#### THE DATA ####
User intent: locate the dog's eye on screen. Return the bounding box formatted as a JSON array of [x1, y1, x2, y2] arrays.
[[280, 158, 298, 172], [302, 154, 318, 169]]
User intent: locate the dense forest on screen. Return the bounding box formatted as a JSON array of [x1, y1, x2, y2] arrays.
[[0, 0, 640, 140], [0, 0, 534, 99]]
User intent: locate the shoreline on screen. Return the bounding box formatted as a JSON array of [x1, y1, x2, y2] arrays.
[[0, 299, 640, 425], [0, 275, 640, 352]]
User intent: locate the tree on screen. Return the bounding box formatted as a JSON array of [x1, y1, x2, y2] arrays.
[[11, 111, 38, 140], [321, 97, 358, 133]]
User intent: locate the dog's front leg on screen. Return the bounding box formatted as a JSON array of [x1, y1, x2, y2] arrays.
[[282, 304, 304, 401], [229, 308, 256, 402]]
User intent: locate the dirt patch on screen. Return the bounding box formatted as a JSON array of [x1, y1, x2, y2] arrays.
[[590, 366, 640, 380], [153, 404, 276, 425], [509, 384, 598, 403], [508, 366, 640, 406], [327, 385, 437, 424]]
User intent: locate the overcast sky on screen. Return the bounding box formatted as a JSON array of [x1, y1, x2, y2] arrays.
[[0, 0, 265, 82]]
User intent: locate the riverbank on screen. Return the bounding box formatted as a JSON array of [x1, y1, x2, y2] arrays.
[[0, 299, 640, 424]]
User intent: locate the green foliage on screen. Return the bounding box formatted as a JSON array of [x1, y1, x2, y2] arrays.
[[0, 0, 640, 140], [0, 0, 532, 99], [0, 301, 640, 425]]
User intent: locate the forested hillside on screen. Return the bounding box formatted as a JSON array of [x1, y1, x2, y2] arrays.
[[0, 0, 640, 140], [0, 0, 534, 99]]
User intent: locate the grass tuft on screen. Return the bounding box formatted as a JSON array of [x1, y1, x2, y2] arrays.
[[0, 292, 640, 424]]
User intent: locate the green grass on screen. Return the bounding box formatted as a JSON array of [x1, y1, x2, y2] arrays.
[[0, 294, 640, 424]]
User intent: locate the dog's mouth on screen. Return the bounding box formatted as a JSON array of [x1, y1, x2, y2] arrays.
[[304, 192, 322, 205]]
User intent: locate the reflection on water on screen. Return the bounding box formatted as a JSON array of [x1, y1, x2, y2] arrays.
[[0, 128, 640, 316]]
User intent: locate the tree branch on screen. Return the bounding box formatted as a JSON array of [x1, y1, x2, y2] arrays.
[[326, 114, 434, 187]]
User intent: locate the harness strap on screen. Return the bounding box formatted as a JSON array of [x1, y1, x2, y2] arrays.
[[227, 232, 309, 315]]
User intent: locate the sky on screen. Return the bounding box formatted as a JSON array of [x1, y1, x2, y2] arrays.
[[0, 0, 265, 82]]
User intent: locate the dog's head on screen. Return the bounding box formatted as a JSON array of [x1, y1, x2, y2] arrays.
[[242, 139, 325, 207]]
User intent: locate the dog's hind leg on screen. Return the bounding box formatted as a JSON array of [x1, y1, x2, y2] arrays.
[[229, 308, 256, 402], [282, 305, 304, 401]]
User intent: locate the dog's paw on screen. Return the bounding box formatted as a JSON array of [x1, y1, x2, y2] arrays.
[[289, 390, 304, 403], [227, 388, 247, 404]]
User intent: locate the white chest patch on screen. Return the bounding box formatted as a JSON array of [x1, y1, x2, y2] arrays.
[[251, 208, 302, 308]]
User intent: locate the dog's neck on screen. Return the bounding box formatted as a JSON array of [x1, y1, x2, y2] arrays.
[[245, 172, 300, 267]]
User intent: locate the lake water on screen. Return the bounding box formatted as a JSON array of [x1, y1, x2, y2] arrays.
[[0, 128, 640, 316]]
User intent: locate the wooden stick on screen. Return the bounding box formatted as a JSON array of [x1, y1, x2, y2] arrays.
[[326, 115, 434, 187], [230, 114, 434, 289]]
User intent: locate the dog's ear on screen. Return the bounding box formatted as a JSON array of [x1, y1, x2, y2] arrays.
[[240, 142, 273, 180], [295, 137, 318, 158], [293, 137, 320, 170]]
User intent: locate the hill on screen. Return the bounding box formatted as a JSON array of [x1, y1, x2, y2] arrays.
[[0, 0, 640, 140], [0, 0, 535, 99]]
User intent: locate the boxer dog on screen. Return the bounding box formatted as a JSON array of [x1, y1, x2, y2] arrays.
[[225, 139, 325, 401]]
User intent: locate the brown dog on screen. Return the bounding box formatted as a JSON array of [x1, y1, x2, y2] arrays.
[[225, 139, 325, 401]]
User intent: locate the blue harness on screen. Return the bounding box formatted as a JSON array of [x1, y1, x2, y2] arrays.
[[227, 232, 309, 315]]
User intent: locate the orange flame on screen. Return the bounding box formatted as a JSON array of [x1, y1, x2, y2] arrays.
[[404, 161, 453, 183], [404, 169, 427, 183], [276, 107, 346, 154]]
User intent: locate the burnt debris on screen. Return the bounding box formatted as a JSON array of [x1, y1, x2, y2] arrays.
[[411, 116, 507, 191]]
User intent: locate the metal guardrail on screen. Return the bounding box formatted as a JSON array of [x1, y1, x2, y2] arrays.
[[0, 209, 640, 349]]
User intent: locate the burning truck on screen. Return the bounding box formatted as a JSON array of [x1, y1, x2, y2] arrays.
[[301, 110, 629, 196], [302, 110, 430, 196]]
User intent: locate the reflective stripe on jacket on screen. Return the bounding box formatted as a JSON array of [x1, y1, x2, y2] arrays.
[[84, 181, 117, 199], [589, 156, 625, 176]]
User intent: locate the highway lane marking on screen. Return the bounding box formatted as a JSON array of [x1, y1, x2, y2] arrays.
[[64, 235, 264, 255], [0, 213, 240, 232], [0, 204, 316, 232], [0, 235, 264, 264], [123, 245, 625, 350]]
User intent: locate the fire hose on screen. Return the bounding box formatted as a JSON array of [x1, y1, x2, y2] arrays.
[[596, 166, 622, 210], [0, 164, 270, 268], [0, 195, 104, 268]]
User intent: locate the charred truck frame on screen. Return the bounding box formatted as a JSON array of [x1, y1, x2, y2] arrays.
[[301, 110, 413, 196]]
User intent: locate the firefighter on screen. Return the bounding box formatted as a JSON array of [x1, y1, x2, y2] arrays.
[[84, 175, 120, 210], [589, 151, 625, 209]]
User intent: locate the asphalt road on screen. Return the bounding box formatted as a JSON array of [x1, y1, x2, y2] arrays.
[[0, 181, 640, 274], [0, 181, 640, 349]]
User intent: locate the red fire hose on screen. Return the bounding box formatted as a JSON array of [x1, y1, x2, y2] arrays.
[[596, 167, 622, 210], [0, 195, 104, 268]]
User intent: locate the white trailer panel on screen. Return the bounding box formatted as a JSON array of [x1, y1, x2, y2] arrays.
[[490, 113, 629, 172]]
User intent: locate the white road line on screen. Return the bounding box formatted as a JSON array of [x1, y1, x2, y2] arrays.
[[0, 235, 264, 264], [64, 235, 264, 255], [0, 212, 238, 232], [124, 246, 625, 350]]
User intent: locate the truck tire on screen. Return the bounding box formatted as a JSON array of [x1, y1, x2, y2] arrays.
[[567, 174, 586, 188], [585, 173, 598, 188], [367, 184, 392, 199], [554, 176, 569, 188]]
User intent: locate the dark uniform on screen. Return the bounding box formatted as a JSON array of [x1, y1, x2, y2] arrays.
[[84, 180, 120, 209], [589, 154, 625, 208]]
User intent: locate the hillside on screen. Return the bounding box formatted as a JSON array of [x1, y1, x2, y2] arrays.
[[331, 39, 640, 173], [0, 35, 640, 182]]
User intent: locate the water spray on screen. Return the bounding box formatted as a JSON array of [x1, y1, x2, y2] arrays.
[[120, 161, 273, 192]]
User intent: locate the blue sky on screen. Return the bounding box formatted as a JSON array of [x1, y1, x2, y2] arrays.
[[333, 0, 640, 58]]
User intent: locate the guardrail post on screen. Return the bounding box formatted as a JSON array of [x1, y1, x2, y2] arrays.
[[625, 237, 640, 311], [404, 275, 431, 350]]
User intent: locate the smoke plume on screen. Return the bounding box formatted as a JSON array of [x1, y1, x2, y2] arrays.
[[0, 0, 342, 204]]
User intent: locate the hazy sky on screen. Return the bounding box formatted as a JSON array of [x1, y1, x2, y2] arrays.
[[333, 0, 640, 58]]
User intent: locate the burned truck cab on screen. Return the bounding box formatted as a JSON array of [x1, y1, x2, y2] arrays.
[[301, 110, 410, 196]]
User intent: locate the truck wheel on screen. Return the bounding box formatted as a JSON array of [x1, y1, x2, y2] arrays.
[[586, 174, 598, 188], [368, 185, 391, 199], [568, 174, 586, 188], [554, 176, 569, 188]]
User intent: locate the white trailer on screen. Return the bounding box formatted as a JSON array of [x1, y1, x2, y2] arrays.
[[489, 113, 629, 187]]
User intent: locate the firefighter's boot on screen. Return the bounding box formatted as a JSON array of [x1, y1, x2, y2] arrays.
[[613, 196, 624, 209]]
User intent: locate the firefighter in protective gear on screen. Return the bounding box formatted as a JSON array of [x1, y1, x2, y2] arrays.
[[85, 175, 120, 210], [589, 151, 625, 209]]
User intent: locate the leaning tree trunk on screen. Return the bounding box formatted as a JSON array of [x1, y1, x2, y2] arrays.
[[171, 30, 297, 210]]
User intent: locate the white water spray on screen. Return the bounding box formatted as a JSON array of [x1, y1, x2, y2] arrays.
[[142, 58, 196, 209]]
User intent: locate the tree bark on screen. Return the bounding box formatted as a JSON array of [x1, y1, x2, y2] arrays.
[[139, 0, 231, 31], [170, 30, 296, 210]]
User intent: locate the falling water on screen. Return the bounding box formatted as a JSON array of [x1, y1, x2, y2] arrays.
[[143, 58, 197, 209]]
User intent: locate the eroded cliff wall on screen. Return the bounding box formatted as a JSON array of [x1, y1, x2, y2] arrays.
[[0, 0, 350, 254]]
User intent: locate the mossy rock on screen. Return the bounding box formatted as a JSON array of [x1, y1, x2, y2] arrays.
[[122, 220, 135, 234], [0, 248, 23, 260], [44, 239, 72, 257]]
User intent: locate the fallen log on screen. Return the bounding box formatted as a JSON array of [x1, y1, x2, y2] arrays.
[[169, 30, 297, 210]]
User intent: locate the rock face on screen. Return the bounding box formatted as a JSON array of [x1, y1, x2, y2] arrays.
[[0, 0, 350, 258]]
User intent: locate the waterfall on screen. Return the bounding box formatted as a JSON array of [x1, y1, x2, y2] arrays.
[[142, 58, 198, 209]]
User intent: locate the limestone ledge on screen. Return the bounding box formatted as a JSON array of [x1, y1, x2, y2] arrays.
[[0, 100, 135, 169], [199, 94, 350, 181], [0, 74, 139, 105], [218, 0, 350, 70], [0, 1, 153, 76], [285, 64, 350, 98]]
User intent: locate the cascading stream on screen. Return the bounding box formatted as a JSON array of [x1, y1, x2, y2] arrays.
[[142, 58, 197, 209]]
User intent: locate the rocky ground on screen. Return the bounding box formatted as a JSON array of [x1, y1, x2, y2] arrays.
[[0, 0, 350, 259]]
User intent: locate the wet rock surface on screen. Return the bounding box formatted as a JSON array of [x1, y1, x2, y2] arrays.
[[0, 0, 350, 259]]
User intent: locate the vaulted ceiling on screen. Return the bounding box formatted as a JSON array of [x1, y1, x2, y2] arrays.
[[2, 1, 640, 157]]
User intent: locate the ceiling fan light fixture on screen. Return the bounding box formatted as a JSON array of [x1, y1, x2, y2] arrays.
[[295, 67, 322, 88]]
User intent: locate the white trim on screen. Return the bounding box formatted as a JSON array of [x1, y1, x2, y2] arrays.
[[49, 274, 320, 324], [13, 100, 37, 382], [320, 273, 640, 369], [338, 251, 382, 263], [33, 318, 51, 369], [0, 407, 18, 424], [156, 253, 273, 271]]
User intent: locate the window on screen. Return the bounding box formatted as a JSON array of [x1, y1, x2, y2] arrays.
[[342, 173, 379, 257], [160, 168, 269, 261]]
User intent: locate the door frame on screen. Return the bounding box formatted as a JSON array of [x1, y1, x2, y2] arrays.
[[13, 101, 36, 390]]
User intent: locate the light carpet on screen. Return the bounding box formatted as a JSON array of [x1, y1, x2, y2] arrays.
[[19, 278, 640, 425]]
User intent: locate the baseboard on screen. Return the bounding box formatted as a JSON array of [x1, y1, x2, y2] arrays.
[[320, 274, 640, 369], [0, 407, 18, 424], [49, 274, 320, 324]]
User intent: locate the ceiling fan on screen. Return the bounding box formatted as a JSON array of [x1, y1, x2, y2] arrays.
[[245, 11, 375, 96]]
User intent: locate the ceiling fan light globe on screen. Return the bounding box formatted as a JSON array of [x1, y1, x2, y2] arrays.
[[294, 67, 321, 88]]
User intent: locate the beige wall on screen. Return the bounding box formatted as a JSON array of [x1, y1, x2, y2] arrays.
####
▶ [WORK REQUIRED] Reproduce, character for character, the portion of the rows above that begins with the first line and ends with the line containing "[[280, 158, 298, 172], [302, 154, 318, 169]]", including both of those lines. Output nothing else.

▶ [TASK ANSWER]
User intent: locate the dog's eye on screen. Return the bounding box formatted as a JSON array of [x1, y1, x2, y2] arrays.
[[280, 158, 298, 172], [302, 154, 318, 169]]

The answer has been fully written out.